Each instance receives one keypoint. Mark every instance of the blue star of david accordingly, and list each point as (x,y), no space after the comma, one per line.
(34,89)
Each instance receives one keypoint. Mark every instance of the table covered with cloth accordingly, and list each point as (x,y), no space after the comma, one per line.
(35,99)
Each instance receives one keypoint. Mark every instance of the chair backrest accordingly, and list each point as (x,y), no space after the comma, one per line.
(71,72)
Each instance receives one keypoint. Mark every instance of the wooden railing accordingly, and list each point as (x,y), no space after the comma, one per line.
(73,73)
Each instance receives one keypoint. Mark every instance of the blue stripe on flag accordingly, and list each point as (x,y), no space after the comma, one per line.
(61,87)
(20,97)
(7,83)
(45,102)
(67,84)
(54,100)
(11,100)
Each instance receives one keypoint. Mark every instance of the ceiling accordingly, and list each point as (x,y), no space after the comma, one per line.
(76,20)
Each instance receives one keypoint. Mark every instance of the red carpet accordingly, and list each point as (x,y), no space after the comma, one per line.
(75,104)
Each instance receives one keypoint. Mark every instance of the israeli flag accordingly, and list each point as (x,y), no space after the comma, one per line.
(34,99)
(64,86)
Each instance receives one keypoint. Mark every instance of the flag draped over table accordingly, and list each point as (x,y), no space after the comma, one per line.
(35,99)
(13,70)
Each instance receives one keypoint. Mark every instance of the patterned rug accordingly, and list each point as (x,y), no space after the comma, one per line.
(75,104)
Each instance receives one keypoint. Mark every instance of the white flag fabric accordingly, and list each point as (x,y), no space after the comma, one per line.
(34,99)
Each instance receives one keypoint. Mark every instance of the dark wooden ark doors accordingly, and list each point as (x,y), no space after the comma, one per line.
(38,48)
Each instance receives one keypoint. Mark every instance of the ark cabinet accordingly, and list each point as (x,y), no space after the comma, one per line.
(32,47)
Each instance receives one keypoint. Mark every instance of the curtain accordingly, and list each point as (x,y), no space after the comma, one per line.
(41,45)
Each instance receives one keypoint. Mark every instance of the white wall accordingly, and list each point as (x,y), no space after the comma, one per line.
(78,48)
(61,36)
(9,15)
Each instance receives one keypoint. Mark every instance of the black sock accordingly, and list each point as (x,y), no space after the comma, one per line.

▸ Brief
Repeat back the data above, exact to the last character.

▸ Finished exercise
Each instance receives one keypoint. Mark every instance of the blue star of david accordingly, and list each point as (x,y), no space after the comma, one per line.
(34,89)
Each instance receives one keypoint. Mark every instance of the table covered with cloth accordingly, and list each point as (x,y), no space after the comma, one per line.
(35,99)
Each instance receives one keypoint. Mark every instance of the chair backrest accordingly, and list each point as (x,y), no space after the comma, one per line.
(71,72)
Each instance receives one keypoint. Mark every instance of the wooden railing accordingly, and list each point as (x,y), no space after the comma, one per line.
(73,73)
Each instance receives one keypoint. Mark every instance of the blue stripe on flag accordingly, and list each point as (x,y), no space after the comma, one per line.
(61,87)
(20,97)
(7,83)
(45,102)
(67,84)
(54,100)
(11,100)
Each instance receives one keypoint. Mark every instance of the ceiling accordingly, and list each point as (x,y), no space after the comma, one per line.
(76,20)
Each instance receives one keypoint. Mark every instance of the red carpet accordingly, and list each point as (x,y), no space after the comma, one per line.
(75,104)
Each instance receives one keypoint. Mark every instance of the israeli flag accordingly, and list each point as (x,y), no space after the comma, one per line.
(34,99)
(64,86)
Each instance receives one keypoint. Mark every instance of the flag draped over table accordingly, and list each point as (x,y), no space after the comma, one per line.
(35,99)
(13,70)
Each instance receives one keypoint. Mark every instance of the patterned rug accordingly, and list each point as (x,y), no space after the comma, one per line.
(75,104)
Each instance receives one keypoint. Mark every instance of the white flag fabric accordingly, and list each point as (x,y), no space after the comma, one per line.
(34,99)
Each instance receives one keypoint. Mark every instance of the dark wooden ark doors accordingly, and list each point as (x,y), no space after the comma, one per line.
(38,48)
Each instance receives one keypoint. Mark every instance of the ark cabinet accordingly, and list each point as (x,y), no space after the comma, one per line.
(32,47)
Each instance receives one keypoint. Mark every instance of the curtain accordingly, and list each point as (x,y), no space after the comma, one per line.
(41,45)
Each instance receives one keypoint. Mark every instance of the white wall accordingly, and list each point as (x,y), no space after the comma, one per line.
(78,48)
(61,36)
(9,15)
Each instance receives one keypoint. Mark every instance of the black sock accordingly, and list each point as (x,y), no space after the comma, one per line.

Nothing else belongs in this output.